Edit the entries starting with the line that contains "Where can the white fascia" and going on through the line that contains "<point>371,47</point>". Replace "bare tree" with "leafless tree", leave everything else unchanged, and give back only those lines.
____________________
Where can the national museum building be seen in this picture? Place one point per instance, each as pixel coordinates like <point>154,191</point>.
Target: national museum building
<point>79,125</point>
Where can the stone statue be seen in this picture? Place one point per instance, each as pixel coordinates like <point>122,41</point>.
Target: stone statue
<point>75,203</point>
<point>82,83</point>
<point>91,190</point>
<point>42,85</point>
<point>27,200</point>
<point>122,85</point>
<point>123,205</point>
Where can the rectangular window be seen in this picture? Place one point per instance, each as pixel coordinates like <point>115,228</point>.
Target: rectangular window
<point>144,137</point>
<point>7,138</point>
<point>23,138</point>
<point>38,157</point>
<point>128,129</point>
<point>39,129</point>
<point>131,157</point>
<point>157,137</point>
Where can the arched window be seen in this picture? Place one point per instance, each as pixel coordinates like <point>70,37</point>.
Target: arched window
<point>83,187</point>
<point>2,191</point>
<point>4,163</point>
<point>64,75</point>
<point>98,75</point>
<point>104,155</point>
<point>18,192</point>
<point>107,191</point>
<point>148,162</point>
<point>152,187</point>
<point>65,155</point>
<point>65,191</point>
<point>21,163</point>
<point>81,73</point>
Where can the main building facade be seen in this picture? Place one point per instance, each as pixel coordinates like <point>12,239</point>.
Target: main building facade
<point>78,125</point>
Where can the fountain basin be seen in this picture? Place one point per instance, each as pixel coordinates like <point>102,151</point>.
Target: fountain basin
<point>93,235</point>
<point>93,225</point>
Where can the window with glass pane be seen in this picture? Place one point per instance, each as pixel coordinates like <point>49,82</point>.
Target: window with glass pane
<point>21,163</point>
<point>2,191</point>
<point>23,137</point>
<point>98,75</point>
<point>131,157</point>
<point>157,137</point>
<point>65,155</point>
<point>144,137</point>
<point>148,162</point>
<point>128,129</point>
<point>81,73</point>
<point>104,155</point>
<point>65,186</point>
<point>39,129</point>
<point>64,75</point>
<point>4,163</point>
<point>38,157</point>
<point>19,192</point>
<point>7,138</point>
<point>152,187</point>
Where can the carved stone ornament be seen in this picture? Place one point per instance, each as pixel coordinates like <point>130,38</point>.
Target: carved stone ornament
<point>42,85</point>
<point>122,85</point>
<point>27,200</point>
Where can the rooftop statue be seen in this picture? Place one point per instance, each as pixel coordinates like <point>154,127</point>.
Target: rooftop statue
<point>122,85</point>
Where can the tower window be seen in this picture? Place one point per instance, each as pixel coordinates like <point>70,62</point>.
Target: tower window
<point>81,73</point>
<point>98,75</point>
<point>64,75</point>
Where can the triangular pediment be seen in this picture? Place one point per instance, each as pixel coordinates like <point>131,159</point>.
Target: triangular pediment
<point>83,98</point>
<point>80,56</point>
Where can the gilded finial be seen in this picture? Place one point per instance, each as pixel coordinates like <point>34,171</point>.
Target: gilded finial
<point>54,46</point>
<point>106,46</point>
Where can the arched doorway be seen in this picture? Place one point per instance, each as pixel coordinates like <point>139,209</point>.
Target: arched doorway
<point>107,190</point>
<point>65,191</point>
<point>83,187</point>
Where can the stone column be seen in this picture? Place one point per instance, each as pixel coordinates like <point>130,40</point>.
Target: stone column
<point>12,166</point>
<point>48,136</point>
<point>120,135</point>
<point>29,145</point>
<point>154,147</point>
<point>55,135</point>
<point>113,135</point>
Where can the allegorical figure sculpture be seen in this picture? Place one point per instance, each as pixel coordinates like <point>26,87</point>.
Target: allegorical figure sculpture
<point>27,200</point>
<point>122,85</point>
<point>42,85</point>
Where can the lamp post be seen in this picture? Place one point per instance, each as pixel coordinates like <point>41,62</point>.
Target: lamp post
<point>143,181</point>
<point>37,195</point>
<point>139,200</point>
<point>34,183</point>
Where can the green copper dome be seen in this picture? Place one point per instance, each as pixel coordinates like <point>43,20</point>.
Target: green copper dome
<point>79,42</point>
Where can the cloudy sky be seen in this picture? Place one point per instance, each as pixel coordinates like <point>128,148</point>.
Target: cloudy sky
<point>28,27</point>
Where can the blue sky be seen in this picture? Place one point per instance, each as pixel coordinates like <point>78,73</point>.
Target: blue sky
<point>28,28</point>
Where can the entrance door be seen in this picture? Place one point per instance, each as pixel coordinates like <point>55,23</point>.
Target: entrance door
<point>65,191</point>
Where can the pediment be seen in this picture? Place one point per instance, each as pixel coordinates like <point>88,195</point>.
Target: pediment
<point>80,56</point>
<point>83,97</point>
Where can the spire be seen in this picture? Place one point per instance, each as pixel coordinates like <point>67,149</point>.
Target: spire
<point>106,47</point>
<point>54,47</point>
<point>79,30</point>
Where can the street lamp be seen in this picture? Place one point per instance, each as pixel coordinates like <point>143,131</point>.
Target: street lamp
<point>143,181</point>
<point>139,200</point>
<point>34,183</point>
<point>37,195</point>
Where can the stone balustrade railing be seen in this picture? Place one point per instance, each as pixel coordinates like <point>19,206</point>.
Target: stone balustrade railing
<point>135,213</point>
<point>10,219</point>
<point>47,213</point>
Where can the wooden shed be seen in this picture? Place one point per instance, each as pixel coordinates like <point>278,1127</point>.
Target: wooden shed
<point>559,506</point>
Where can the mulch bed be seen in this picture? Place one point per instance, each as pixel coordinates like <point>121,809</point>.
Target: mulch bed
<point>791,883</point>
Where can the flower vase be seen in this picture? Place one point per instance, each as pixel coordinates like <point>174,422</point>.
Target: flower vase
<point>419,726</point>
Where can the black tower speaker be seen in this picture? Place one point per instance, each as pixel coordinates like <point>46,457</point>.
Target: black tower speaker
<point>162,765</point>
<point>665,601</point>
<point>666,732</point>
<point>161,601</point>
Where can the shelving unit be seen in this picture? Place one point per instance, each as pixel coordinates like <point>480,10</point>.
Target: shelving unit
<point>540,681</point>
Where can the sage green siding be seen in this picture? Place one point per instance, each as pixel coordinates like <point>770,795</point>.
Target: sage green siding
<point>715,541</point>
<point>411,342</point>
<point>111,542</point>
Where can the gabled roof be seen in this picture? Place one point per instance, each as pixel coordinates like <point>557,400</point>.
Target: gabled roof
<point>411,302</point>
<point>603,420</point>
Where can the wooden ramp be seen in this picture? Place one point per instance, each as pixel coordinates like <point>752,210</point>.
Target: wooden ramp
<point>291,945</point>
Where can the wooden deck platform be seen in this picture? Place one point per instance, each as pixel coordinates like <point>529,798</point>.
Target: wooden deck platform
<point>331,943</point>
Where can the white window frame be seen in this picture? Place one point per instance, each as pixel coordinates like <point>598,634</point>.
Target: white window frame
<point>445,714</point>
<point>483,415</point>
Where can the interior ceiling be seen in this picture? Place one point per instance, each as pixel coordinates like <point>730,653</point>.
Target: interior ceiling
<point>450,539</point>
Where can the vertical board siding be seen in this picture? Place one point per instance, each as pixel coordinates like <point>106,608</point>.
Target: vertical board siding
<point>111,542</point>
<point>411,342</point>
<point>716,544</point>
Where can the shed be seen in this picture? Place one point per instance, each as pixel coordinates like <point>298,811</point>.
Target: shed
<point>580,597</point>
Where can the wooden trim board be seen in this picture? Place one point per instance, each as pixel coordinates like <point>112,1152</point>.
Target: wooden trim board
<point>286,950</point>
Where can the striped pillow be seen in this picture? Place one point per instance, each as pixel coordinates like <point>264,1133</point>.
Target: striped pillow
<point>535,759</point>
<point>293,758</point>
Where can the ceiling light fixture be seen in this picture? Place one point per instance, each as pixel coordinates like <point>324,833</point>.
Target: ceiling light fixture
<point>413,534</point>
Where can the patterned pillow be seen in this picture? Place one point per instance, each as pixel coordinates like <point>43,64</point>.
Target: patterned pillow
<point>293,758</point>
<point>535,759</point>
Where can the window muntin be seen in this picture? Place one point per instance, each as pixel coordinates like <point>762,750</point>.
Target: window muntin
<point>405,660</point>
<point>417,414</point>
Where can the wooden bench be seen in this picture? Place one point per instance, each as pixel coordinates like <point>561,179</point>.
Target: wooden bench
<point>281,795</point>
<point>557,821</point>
____________________
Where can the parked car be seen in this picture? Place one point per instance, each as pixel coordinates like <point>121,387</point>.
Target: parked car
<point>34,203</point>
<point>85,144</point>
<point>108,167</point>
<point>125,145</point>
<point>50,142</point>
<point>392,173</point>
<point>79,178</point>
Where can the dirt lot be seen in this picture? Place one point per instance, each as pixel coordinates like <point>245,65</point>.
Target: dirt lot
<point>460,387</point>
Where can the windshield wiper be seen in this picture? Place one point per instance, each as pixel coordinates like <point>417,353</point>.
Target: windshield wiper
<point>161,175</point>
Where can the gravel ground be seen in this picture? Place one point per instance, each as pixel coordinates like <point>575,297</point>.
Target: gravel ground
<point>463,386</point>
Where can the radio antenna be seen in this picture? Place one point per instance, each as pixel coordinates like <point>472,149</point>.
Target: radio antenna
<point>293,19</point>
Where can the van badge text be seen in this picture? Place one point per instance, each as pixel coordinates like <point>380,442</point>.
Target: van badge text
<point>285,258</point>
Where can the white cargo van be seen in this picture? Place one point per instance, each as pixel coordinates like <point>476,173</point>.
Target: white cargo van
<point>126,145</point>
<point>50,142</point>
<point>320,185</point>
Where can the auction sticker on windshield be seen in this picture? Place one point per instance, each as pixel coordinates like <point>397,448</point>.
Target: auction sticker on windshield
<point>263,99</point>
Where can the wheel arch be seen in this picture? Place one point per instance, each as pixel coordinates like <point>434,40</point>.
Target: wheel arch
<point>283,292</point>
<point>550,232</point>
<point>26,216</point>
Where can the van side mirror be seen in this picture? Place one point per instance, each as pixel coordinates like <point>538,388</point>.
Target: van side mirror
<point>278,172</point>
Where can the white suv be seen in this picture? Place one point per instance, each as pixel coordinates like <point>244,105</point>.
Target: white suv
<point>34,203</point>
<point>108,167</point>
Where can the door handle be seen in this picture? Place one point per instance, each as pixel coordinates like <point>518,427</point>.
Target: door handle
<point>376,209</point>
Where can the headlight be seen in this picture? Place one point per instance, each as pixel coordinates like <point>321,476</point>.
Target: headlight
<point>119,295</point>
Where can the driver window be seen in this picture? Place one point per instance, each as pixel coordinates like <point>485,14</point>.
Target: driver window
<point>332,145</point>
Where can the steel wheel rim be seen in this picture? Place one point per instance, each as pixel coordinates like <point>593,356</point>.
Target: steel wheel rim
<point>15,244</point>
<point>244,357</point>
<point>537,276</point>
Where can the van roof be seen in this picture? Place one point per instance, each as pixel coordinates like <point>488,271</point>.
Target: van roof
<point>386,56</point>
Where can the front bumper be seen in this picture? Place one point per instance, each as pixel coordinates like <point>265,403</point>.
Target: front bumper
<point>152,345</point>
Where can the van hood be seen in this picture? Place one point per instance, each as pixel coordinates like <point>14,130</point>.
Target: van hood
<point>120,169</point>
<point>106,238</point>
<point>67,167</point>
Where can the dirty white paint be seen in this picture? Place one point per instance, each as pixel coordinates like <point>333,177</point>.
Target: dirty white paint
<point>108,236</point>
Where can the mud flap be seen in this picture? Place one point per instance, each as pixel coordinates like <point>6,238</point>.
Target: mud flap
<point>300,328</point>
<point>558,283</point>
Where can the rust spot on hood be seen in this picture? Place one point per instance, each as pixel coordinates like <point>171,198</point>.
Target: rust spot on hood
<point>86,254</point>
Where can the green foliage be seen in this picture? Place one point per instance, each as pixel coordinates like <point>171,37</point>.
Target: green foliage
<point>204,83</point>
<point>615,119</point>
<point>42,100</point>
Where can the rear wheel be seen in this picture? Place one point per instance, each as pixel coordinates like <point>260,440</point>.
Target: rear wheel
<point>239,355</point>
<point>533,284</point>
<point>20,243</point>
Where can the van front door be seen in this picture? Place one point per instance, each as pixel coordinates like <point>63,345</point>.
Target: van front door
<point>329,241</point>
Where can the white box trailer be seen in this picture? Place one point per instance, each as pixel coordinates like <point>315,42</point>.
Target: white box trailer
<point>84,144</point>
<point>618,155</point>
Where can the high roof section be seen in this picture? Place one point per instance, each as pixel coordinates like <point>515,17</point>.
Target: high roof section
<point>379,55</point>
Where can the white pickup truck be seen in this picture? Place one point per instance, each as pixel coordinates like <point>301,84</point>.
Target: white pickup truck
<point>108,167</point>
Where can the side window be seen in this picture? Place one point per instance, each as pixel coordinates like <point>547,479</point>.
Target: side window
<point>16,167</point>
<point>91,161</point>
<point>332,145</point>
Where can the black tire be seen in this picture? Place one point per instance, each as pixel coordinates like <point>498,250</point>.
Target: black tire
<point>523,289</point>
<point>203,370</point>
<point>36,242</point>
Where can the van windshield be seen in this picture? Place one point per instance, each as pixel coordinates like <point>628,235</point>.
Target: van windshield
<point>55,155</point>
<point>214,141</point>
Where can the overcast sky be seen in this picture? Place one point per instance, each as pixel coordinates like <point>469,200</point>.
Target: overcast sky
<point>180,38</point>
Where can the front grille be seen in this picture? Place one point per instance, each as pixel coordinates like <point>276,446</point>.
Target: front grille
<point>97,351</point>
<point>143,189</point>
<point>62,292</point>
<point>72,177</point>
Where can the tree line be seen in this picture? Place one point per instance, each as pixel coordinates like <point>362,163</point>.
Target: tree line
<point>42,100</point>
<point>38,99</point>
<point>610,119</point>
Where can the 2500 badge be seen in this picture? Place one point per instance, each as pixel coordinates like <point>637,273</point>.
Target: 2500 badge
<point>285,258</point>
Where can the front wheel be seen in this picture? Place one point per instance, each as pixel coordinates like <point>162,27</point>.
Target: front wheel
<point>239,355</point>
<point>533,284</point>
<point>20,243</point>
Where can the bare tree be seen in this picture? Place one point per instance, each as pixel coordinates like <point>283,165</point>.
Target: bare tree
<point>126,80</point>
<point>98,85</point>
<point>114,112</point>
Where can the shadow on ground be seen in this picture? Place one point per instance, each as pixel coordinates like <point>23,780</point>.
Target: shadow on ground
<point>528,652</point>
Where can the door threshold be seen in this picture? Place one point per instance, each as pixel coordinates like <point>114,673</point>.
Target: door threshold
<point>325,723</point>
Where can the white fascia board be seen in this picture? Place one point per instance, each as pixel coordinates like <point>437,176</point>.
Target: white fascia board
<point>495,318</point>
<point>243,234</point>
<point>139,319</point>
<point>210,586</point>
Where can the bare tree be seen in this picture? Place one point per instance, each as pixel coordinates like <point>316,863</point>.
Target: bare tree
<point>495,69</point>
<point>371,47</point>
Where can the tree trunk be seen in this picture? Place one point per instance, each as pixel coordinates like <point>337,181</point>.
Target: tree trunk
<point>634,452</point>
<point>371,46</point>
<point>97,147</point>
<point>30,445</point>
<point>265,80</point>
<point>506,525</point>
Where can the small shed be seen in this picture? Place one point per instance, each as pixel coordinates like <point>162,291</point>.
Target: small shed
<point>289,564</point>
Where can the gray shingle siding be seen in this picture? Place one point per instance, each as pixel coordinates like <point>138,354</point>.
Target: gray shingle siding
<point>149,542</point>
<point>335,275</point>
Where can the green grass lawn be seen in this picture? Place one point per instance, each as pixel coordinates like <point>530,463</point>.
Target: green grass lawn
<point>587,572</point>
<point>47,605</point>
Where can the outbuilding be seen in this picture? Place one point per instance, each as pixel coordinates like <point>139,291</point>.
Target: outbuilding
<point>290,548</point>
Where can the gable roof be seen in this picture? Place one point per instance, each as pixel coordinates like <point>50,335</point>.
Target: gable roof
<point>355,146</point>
____________________
▶ **EXERCISE SOLUTION**
Where can the white fascia board be seen in this picture? Place one point per instance, each as pixel coordinates like <point>437,176</point>.
Target: white fascia board
<point>495,318</point>
<point>243,234</point>
<point>139,319</point>
<point>210,586</point>
Where can the leafless tree be seen in this picture? Place one point per instance, each as pixel coordinates like <point>316,863</point>.
Target: leafless tree
<point>495,69</point>
<point>371,47</point>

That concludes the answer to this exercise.